Saved data entries:
--------------------------------------------------
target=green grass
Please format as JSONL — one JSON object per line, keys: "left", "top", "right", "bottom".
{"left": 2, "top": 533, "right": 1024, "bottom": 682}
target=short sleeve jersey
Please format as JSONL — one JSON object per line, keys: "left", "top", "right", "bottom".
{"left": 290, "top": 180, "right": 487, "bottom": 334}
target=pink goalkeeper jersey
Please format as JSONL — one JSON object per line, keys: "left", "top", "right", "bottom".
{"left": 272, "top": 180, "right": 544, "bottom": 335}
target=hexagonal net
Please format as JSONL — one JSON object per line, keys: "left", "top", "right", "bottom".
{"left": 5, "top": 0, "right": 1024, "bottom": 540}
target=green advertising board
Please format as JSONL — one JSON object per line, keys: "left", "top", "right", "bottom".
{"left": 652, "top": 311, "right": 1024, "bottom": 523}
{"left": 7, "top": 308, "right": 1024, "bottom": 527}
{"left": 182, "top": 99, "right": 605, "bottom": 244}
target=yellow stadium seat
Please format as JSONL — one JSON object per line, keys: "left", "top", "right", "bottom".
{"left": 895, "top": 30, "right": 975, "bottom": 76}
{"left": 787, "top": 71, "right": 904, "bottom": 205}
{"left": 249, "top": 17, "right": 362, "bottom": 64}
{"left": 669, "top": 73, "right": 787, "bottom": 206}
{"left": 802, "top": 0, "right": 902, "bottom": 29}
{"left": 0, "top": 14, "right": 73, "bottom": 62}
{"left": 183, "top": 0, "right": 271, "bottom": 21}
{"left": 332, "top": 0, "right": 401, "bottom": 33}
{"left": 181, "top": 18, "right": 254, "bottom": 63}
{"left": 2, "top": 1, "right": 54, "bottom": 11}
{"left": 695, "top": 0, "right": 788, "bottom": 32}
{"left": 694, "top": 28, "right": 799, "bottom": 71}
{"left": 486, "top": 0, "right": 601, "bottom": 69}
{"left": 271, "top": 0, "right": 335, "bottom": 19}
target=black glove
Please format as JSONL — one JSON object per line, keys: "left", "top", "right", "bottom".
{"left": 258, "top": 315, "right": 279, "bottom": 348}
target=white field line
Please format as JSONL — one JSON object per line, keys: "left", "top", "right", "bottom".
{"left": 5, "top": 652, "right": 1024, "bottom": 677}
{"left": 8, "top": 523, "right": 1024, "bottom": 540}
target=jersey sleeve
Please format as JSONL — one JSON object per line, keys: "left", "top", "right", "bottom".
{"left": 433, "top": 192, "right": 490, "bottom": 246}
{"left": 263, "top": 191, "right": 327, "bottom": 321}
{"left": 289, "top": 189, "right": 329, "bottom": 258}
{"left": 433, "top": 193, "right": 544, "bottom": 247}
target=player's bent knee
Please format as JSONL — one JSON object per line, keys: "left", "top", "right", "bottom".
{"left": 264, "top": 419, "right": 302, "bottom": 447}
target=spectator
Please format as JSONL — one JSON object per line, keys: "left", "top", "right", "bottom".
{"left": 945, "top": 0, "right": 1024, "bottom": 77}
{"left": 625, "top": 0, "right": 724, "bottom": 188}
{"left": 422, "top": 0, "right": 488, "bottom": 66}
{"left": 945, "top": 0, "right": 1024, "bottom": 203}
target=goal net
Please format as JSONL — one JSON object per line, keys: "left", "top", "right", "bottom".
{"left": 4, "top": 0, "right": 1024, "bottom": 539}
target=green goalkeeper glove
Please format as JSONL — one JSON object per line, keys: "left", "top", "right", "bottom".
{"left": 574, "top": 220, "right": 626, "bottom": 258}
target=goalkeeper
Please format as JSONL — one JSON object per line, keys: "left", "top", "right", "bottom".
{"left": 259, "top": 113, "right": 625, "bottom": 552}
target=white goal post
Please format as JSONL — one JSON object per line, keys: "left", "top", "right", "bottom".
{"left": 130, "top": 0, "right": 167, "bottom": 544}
--------------------------------------------------
**AIM OF THE TASK**
Word for word, write out all of the entries again.

**RESPONSE TO THE TASK**
target=green grass
Please format as JSONL — one JSON object per line, keys: "left", "top", "right", "bottom".
{"left": 2, "top": 533, "right": 1024, "bottom": 682}
target=short sleeve jersey
Please format as JSONL — one JSON object per line, keys: "left", "top", "right", "bottom".
{"left": 290, "top": 180, "right": 487, "bottom": 334}
target=pink goalkeeper jersey
Please format as JSONL — one JSON object per line, keys: "left", "top", "right", "bottom".
{"left": 272, "top": 180, "right": 544, "bottom": 335}
target=hexagonal net
Please format as JSONL — one JSON object per line, keys: "left", "top", "right", "bottom".
{"left": 5, "top": 0, "right": 1024, "bottom": 540}
target=green advertising board
Please format as JSONL — one JSON object per line, keys: "left", "top", "right", "bottom".
{"left": 652, "top": 311, "right": 1024, "bottom": 523}
{"left": 7, "top": 308, "right": 1024, "bottom": 527}
{"left": 182, "top": 99, "right": 605, "bottom": 244}
target=yellow stadium seat
Please format as JSONL — one JSON object per line, keys: "left", "top", "right", "bottom".
{"left": 895, "top": 30, "right": 975, "bottom": 76}
{"left": 787, "top": 71, "right": 904, "bottom": 205}
{"left": 249, "top": 17, "right": 362, "bottom": 64}
{"left": 669, "top": 73, "right": 787, "bottom": 206}
{"left": 802, "top": 0, "right": 902, "bottom": 29}
{"left": 0, "top": 14, "right": 73, "bottom": 62}
{"left": 183, "top": 0, "right": 271, "bottom": 21}
{"left": 332, "top": 0, "right": 401, "bottom": 33}
{"left": 181, "top": 18, "right": 254, "bottom": 63}
{"left": 2, "top": 1, "right": 54, "bottom": 11}
{"left": 695, "top": 0, "right": 788, "bottom": 32}
{"left": 694, "top": 28, "right": 799, "bottom": 71}
{"left": 486, "top": 0, "right": 601, "bottom": 69}
{"left": 271, "top": 0, "right": 335, "bottom": 19}
target=black glove
Please format as JSONL — one JSON object per line, keys: "left", "top", "right", "bottom".
{"left": 258, "top": 315, "right": 279, "bottom": 348}
target=white field line
Please format as JSONL — one JSON object per line, keys: "left", "top", "right", "bottom".
{"left": 5, "top": 652, "right": 1024, "bottom": 677}
{"left": 8, "top": 523, "right": 1024, "bottom": 540}
target=jersey sleeve
Please format as JSONL — one JSON object per line, keys: "left", "top", "right", "bottom".
{"left": 433, "top": 192, "right": 490, "bottom": 246}
{"left": 263, "top": 191, "right": 327, "bottom": 321}
{"left": 289, "top": 189, "right": 329, "bottom": 258}
{"left": 433, "top": 193, "right": 544, "bottom": 247}
target=player's bent knee
Please format as JSONL — one JSON object per line, keys: "left", "top", "right", "bottom".
{"left": 264, "top": 419, "right": 302, "bottom": 447}
target=spectator
Please format as JSONL — one JSON object per line, keys: "left", "top", "right", "bottom".
{"left": 945, "top": 0, "right": 1024, "bottom": 77}
{"left": 625, "top": 0, "right": 724, "bottom": 188}
{"left": 422, "top": 0, "right": 488, "bottom": 66}
{"left": 945, "top": 0, "right": 1024, "bottom": 203}
target=goal net
Please format as JSONL — one JSON object per line, keys: "left", "top", "right", "bottom".
{"left": 4, "top": 0, "right": 1024, "bottom": 539}
target=green goalkeeper glove
Please format as JSONL — one JSON object per line, keys: "left", "top", "right", "bottom".
{"left": 574, "top": 220, "right": 626, "bottom": 258}
target=goalkeeper
Please format as JSONL — one JSON object per line, keys: "left", "top", "right", "bottom".
{"left": 259, "top": 113, "right": 625, "bottom": 552}
target=white goal post
Please format as JSONL — one JSON object per line, keys: "left", "top", "right", "bottom".
{"left": 130, "top": 0, "right": 167, "bottom": 544}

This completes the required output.